TASK REQUIREMENTS>
Reproduce the part of the listing that opens at its first line and closes with the line containing "[(314, 94), (41, 167), (63, 24)]", including both ends and keeping the requests. Multiply every coordinate in the answers by 0.45 and round to whole numbers with halves going up, but leave all numbers in the requests unchanged.

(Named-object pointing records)
== == ==

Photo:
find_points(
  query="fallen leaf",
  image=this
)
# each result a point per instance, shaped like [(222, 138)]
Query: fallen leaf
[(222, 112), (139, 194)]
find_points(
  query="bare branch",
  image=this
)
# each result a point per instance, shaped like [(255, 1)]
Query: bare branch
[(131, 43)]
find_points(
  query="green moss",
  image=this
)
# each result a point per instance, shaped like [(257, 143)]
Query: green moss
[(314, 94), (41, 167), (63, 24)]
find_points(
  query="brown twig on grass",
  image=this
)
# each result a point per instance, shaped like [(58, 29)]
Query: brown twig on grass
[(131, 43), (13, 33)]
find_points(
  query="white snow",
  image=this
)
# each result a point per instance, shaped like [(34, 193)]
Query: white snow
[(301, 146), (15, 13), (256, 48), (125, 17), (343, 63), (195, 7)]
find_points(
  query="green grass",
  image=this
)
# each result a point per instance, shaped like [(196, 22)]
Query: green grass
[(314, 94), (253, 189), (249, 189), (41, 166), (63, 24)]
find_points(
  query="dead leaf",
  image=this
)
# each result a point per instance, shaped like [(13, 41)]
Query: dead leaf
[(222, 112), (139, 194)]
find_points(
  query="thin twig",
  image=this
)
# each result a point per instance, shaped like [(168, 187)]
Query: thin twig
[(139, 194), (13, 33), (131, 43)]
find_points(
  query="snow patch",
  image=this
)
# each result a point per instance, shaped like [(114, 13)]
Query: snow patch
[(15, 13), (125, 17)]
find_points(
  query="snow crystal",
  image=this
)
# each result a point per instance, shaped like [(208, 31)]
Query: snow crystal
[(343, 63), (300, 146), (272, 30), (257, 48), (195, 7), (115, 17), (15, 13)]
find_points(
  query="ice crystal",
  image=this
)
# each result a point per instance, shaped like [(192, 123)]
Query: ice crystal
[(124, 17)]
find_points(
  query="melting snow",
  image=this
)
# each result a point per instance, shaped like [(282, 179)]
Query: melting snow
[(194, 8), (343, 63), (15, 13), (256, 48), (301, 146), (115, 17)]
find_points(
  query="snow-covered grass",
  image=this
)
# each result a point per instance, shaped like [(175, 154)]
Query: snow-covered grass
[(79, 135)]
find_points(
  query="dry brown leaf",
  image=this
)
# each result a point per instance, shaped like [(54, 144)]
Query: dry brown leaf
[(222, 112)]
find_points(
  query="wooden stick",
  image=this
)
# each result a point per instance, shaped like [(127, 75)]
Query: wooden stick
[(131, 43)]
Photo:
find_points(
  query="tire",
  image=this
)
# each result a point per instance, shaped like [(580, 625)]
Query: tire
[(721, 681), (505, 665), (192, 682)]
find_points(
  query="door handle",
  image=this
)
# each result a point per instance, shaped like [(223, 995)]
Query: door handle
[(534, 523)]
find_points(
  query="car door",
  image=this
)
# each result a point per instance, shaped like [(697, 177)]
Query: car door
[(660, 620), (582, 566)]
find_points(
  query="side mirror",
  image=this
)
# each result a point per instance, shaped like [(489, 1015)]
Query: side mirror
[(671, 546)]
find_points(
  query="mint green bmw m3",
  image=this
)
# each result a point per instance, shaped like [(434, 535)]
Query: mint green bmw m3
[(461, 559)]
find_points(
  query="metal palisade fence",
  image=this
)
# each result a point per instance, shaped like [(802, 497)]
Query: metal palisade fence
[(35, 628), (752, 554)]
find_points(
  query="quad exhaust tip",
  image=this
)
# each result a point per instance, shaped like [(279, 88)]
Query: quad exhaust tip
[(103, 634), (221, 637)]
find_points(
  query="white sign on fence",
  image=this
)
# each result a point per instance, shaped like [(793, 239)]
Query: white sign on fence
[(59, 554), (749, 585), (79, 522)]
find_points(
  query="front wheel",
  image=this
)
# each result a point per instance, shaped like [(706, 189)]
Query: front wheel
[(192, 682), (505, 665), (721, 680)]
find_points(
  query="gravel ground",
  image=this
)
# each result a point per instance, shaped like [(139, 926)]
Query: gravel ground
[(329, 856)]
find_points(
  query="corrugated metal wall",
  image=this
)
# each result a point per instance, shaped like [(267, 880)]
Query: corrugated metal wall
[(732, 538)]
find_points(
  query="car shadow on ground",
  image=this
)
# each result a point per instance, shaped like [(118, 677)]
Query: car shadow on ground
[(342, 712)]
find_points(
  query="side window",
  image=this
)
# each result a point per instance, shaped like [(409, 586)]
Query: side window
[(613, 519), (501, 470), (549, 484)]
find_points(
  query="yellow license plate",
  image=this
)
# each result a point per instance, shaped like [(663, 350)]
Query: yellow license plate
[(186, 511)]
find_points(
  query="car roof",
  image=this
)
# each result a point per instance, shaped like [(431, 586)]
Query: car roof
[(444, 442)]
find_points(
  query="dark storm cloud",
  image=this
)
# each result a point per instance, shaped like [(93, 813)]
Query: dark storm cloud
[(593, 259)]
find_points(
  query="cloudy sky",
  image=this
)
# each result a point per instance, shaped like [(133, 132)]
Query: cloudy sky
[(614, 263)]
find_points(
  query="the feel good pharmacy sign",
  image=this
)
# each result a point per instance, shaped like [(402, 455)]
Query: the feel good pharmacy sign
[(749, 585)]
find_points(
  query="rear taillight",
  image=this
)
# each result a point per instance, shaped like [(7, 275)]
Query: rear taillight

== == ==

SOLUTION FOR THIS EXERCISE>
Photo:
find_points(
  query="fallen leaf",
  image=this
)
# each result a point per instance, shaped like [(222, 138)]
Query: fallen leaf
[(100, 50), (63, 87)]
find_points(
  query="bare branch",
  image=this
)
# each result a point per instance, shaped like [(255, 1)]
Query: bare branch
[(59, 19)]
find_points(
  query="green moss",
  image=this
)
# each result a point per instance, shaped like [(257, 143)]
Query: green moss
[(141, 42), (18, 75), (28, 11)]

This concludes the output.